- WHAT IS NEEDED: Your answer should hold every line of the records below that contains the string "noun".

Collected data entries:

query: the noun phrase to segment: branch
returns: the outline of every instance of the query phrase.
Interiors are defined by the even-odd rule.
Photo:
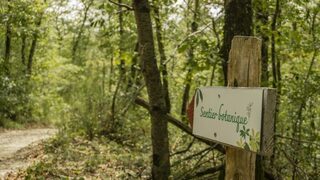
[[[201,151],[199,151],[199,152],[197,152],[195,154],[191,154],[191,155],[189,155],[189,156],[187,156],[187,157],[185,157],[183,159],[180,159],[180,160],[178,160],[176,162],[173,162],[171,167],[177,166],[178,164],[180,164],[183,161],[187,161],[187,160],[193,159],[196,156],[201,156],[204,153],[207,154],[207,152],[210,152],[212,149],[213,149],[212,147],[207,147],[207,148],[205,148],[205,149],[203,149],[203,150],[201,150]]]
[[[188,177],[188,178],[192,179],[192,178],[198,178],[198,177],[201,177],[201,176],[205,176],[207,174],[215,174],[216,172],[223,170],[224,167],[225,167],[225,164],[221,164],[219,166],[211,167],[211,168],[205,169],[203,171],[197,172],[194,176],[191,176],[191,177]]]
[[[179,44],[176,46],[176,48],[174,49],[173,53],[169,56],[168,60],[166,60],[165,62],[163,62],[162,64],[168,64],[172,59],[174,59],[175,55],[177,54],[177,51],[179,49],[180,46],[182,46],[182,44],[184,42],[186,42],[189,38],[191,38],[192,36],[195,36],[201,32],[203,32],[204,30],[206,30],[208,27],[210,26],[210,23],[205,25],[202,29],[195,31],[193,33],[188,34],[187,37],[185,37],[182,41],[179,42]]]
[[[192,139],[191,143],[188,145],[188,147],[187,147],[186,149],[181,150],[181,151],[177,151],[177,152],[175,152],[175,153],[171,154],[170,156],[174,156],[174,155],[177,155],[177,154],[186,153],[187,151],[189,151],[189,150],[190,150],[191,146],[192,146],[192,145],[193,145],[193,143],[194,143],[194,140],[195,140],[195,138],[193,138],[193,139]]]
[[[148,111],[150,110],[150,105],[142,98],[137,97],[136,100],[135,100],[135,103],[138,104],[139,106],[144,107]],[[203,142],[203,143],[205,143],[205,144],[207,144],[209,146],[215,146],[216,150],[218,150],[222,154],[225,154],[226,150],[221,144],[214,143],[214,142],[212,142],[212,141],[210,141],[208,139],[205,139],[203,137],[199,137],[199,136],[196,136],[196,135],[192,134],[192,129],[189,126],[183,124],[181,121],[179,121],[176,118],[172,117],[170,114],[165,114],[164,116],[168,120],[168,122],[170,122],[171,124],[173,124],[174,126],[179,128],[183,132],[191,135],[192,137],[195,137],[199,141],[201,141],[201,142]]]
[[[308,179],[307,173],[304,172],[304,170],[303,170],[301,167],[299,167],[292,159],[290,159],[289,155],[288,155],[283,149],[280,149],[280,151],[284,154],[284,157],[289,161],[289,163],[290,163],[293,167],[297,168],[297,170],[300,171],[300,175],[304,174],[305,177],[306,177],[306,179]]]
[[[120,7],[124,7],[126,8],[127,10],[130,10],[132,11],[133,10],[133,7],[129,6],[129,5],[126,5],[126,4],[122,4],[122,3],[117,3],[117,2],[114,2],[112,0],[109,0],[109,2],[111,2],[112,4],[115,4],[117,6],[120,6]]]
[[[282,139],[289,139],[289,140],[291,140],[291,141],[296,141],[296,142],[300,142],[300,143],[313,144],[313,145],[316,145],[316,146],[319,146],[319,147],[320,147],[320,144],[315,143],[315,142],[312,142],[312,141],[294,139],[294,138],[292,138],[292,137],[281,136],[280,134],[275,134],[275,136],[278,137],[278,138],[282,138]]]

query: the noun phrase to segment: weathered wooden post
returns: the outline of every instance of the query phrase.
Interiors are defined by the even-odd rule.
[[[256,153],[272,153],[276,91],[260,75],[261,40],[235,36],[228,87],[196,90],[193,134],[226,145],[226,180],[255,179]]]
[[[228,86],[260,87],[261,40],[235,36],[229,52]],[[226,180],[254,180],[256,153],[227,147]]]

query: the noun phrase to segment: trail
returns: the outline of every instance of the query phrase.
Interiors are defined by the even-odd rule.
[[[26,154],[26,151],[32,151],[28,146],[35,145],[56,132],[56,129],[29,129],[0,133],[0,179],[10,171],[26,167],[28,161],[23,154]]]

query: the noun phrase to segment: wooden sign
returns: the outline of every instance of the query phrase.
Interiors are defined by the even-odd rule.
[[[271,155],[275,98],[276,91],[270,88],[198,88],[193,134]]]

- WRITTEN REPLY:
query: the noun phrase to segment: branch
query: the noun phrase to segment: weathered wooden post
query: the noun phrase to segment: trail
query: the noun phrase to segment: wooden sign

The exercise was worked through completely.